* _WHAT TO WORK ON_: Every line with the string "soccer" should be copied from the data.

(Natural-language object grounding data)
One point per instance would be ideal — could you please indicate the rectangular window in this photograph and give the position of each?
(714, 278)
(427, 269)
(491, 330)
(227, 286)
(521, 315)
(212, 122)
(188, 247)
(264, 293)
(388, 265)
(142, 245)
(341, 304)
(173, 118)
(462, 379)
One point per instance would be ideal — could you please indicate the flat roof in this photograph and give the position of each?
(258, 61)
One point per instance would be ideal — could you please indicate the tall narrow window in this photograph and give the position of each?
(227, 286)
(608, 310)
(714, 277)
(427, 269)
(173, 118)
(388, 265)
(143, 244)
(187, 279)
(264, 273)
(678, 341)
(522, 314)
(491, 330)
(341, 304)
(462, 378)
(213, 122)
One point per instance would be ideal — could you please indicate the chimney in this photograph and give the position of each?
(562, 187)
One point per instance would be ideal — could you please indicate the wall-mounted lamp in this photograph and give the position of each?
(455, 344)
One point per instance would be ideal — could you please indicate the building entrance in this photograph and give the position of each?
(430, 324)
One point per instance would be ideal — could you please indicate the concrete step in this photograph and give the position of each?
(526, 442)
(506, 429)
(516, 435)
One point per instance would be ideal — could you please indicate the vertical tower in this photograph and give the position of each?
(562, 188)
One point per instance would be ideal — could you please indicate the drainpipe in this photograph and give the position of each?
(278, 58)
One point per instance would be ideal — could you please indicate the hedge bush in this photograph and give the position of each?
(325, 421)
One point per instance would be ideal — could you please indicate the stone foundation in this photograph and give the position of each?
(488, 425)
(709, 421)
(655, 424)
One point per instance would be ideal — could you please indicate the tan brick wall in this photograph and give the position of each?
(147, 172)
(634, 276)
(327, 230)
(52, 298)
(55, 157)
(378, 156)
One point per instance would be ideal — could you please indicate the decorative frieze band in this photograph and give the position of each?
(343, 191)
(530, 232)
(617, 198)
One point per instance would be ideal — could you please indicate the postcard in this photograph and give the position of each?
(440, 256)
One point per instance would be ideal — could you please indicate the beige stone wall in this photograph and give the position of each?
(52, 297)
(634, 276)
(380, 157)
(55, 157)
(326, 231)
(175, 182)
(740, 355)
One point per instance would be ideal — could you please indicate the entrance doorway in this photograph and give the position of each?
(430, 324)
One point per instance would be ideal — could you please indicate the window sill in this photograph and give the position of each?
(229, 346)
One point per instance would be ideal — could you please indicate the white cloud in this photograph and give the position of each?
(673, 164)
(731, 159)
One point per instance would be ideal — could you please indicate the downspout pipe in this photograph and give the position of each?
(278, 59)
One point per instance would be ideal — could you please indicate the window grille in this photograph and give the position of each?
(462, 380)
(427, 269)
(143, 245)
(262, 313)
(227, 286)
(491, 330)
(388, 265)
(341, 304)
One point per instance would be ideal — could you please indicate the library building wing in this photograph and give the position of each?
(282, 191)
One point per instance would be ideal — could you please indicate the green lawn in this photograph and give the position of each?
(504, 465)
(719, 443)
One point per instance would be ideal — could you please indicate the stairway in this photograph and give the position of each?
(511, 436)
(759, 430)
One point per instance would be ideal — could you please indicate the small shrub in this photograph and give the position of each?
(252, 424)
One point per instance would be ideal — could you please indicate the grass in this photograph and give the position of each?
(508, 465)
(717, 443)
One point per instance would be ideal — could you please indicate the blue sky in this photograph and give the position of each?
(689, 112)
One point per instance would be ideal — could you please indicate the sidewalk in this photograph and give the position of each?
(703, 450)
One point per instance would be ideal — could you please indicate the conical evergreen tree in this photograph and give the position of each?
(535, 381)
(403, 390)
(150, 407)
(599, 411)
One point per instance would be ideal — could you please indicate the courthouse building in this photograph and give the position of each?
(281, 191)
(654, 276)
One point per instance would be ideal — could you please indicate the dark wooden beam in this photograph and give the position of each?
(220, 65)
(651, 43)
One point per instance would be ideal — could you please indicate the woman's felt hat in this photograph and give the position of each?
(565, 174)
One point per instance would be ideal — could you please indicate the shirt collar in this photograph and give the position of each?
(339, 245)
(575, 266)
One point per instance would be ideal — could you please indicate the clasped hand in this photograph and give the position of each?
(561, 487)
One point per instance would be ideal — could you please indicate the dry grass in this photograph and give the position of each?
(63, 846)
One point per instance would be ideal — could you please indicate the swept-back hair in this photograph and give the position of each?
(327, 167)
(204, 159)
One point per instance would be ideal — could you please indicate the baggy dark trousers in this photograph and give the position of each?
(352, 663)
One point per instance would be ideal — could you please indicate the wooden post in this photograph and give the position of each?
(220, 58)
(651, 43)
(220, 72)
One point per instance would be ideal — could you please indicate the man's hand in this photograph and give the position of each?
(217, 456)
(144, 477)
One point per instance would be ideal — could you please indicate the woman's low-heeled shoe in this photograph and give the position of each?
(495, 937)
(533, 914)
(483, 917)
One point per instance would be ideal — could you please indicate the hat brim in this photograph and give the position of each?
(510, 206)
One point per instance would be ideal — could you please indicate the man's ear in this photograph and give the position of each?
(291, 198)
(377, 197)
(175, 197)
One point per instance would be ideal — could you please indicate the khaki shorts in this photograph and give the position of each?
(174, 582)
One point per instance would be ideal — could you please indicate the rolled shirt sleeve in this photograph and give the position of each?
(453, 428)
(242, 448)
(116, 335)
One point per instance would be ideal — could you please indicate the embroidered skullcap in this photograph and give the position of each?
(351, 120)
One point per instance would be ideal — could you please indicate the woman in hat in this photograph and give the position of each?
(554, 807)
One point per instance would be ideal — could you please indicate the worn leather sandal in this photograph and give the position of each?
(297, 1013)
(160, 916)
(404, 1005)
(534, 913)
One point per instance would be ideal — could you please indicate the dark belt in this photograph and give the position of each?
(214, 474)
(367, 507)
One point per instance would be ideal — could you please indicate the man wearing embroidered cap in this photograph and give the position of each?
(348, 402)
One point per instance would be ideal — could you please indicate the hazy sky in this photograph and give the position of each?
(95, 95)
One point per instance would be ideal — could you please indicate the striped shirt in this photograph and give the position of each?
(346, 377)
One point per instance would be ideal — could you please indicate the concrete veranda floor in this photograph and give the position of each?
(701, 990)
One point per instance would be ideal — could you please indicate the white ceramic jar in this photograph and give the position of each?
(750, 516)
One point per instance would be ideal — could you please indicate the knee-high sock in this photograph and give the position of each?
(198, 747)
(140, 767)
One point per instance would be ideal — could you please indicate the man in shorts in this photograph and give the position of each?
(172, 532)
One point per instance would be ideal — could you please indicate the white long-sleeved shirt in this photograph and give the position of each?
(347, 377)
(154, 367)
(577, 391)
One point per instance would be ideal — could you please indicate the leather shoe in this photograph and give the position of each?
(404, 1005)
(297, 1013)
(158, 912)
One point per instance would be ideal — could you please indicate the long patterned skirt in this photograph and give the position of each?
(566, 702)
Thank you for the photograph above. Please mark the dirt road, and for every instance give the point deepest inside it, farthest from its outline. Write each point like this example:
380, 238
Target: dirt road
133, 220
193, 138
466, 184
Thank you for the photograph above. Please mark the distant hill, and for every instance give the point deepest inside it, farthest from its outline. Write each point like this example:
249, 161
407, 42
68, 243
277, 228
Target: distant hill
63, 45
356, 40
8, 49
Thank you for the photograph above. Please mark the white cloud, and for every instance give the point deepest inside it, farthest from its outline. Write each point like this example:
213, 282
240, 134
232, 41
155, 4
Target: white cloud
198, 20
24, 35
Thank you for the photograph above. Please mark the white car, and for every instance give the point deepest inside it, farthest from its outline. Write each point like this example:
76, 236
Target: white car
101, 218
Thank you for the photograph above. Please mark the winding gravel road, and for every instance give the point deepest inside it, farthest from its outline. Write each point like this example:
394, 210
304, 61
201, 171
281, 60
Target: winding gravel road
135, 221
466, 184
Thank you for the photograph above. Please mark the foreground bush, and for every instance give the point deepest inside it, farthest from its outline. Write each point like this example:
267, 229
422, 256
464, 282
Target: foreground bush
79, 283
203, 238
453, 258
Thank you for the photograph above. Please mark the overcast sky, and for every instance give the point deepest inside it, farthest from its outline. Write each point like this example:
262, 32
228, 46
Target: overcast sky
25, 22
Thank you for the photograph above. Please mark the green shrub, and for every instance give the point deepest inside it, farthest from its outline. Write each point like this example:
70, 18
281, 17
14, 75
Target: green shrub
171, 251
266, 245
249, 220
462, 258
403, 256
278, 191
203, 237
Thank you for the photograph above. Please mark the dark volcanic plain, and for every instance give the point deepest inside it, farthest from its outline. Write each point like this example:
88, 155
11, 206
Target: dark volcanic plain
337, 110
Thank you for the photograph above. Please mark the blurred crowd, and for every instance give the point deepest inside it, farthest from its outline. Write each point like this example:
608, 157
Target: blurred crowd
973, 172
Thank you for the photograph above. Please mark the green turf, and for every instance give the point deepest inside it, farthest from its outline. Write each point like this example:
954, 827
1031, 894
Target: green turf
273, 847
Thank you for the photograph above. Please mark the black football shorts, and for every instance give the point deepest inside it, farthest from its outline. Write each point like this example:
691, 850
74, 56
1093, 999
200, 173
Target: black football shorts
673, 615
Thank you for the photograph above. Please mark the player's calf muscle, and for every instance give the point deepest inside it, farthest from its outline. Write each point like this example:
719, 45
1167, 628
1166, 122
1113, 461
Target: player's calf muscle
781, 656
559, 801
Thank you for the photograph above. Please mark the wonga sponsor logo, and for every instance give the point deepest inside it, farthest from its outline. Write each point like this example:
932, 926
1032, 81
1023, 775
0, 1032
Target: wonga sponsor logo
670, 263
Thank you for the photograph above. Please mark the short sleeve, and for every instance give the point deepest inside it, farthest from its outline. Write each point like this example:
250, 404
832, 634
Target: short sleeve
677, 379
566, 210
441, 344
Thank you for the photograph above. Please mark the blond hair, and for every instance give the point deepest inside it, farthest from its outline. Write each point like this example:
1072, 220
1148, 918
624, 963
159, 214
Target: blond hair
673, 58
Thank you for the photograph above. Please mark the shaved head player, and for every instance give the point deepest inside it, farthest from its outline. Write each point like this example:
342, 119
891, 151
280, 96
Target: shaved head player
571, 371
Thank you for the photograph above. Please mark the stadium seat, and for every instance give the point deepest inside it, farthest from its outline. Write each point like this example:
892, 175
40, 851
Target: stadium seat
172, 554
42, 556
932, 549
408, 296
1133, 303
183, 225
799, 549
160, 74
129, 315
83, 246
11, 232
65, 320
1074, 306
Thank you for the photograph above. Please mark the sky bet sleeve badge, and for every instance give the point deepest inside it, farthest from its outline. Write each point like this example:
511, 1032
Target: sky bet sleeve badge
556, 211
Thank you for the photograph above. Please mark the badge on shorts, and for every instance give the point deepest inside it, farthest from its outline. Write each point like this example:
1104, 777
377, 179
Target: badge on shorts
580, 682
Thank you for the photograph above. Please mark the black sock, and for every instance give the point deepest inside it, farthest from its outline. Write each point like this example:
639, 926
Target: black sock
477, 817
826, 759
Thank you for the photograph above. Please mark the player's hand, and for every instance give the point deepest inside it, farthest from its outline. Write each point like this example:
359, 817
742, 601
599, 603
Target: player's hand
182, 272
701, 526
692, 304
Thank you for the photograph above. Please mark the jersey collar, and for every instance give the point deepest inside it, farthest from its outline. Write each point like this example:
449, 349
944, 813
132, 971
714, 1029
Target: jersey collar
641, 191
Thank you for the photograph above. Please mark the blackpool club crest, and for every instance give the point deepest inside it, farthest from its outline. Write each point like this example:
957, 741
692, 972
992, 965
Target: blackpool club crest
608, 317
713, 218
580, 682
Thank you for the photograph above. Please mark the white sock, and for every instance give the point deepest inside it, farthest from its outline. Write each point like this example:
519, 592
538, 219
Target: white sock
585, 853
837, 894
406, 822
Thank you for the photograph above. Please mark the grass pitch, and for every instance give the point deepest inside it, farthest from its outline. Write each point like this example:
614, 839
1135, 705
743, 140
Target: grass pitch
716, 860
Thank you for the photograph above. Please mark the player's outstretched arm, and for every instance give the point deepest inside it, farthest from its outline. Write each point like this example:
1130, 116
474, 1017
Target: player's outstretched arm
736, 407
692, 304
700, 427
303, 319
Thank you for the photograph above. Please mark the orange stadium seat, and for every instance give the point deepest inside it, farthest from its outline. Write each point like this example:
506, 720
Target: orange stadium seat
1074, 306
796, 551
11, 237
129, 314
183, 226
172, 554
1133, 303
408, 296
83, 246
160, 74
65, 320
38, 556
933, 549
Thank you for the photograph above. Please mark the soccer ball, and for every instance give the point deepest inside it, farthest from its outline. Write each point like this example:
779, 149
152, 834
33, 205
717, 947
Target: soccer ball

* _ANSWER SPACE_:
Thank you for the photograph above. Please mark the soccer ball, and for every instance give the point deepest inside it, farthest from its outline. Write each point like this example:
Target: soccer ball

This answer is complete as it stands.